- AUFGABEN -
1. Wie viele Personen umfasst laut dem Auszug die Schweizer Mission in London?
2. Schreiben Sie aus dem Auszug wortgetreu den Abschnitt ab, der bei den Worten „Die institutionelle Zusammenarbeit“ beginnt und nach „und Lausanne vertreten.“ endet.

- AUSGEWÄHLTER AUSZUG -
Biotechnologie boomt in der Schweiz. Keystone Archive

Schweizer Wissenschafter und Geschäftsleute sondieren diese Woche in London nach Partnern in der britischen Bio- und Nanotechnologie-Industrie.

Ziel der Bemühungen auf der Insel ist es, den Rückstand der beiden Länder in diesen Bereichen gegenüber den USA wettzumachen.

“Die USA sind Leader im Sektor, sowohl was die staatlichen Finanzmittel wie auch die Gelder privater Investoren anbetrifft”, sagt Tim Wells, stellvertretender Geschäftsleiter der Forschungs-Abteilung bei der Genfer Biotech-Firma Serono.

“In Zukunft müssen beide, Schweizer und Briten, in diesem Bereich Terrain wiedergutmachen”, so Wells zu swissinfo.

Charles Kleiber, Staatssekretär für Wissenschaft und Forschung, und Jean-Daniel Gerber, Staatssekretär für Wirtschaft, leiten die 60-köpfige Schweizer Mission in London.

Die institutionelle Zusammenarbeit habe Priorität, erklärt Kleiber. Deshalb sind in der Schweizer Delegation auch die Präsidenten der Eidgenössischen Technischen Hochschulen Zürich und Lausanne vertreten.

“Wir müssen die Forschungs- und Bildungs-Aera in Europa in Form von Kompetenz-Zentren aktivieren, ebenso die Mobilität von Studenten und Professoren”, betont Kleiber. “Wir wollen sehr konkret und sehr pragmatisch sein. Wir gehen nicht nach London, um dort einfach ein bisschen zu reden.”

- Datensätze mit beschrifteten Punkten -
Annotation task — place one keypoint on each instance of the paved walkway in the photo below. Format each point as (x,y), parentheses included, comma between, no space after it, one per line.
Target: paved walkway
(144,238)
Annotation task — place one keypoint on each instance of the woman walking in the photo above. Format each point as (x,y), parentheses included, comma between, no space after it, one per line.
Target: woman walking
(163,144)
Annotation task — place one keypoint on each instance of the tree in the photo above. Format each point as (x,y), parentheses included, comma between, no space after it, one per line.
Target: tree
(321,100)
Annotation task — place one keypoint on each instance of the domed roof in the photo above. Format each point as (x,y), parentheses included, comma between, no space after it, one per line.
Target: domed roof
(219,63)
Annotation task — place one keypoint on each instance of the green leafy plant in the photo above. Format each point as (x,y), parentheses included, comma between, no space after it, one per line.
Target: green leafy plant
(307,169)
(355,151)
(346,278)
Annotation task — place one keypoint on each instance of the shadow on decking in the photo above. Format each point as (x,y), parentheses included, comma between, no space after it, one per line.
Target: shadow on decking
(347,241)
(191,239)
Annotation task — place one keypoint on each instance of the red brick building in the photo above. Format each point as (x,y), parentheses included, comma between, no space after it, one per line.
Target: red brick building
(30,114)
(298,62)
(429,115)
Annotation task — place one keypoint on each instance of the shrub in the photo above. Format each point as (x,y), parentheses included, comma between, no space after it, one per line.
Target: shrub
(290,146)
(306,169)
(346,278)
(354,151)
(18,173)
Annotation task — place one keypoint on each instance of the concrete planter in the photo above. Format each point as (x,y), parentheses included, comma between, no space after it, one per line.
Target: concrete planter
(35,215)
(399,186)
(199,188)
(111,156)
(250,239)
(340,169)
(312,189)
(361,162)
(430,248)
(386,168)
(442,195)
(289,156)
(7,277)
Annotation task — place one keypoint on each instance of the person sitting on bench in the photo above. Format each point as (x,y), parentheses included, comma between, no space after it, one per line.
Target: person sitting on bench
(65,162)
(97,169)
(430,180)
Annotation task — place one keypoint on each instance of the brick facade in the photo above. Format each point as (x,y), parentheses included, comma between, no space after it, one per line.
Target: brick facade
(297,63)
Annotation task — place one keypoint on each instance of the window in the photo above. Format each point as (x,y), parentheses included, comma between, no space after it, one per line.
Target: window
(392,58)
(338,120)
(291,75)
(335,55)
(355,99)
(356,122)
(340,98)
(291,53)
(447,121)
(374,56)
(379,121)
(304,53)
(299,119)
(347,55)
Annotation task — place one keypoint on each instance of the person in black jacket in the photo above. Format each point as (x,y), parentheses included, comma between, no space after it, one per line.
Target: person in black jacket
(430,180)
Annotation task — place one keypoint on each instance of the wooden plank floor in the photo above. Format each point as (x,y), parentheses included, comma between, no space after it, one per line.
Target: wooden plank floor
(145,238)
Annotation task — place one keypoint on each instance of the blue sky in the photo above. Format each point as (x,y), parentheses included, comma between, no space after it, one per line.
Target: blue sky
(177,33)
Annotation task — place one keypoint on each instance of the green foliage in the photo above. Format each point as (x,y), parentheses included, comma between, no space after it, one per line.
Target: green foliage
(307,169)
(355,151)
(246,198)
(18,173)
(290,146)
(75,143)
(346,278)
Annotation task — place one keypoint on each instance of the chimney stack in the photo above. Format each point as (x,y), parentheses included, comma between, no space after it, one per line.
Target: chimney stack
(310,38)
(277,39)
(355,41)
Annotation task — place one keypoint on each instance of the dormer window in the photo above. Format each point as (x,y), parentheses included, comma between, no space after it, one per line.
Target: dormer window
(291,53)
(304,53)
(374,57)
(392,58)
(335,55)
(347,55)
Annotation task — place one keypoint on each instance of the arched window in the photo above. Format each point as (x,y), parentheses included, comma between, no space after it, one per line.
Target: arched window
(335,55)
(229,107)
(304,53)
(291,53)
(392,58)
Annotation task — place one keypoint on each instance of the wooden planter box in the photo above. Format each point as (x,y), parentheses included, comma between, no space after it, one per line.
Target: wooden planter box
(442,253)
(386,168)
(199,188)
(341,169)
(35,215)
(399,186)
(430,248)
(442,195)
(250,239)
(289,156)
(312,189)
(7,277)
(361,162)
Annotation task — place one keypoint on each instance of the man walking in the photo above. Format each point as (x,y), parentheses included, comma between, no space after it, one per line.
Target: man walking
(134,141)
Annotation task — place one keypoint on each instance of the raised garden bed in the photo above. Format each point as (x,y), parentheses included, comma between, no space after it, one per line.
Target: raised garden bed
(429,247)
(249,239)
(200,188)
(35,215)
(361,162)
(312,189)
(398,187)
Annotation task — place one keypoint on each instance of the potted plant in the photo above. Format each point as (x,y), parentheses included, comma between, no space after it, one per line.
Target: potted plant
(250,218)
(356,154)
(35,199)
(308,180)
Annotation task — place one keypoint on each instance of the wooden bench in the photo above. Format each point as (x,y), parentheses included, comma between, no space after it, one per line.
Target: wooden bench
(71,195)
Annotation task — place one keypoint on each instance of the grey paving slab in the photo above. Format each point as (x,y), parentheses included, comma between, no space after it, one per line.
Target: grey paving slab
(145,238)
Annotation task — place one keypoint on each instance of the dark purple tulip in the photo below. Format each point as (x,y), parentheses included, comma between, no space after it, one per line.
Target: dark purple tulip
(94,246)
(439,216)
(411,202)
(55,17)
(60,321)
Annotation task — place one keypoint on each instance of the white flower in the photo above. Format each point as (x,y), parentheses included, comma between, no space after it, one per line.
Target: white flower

- ANTWORTEN -
1. 60 Personen.

2.
Die institutionelle Zusammenarbeit habe Priorität, erklärt Kleiber. Deshalb sind in der Schweizer Delegation auch die Präsidenten der Eidgenössischen Technischen Hochschulen Zürich und Lausanne vertreten.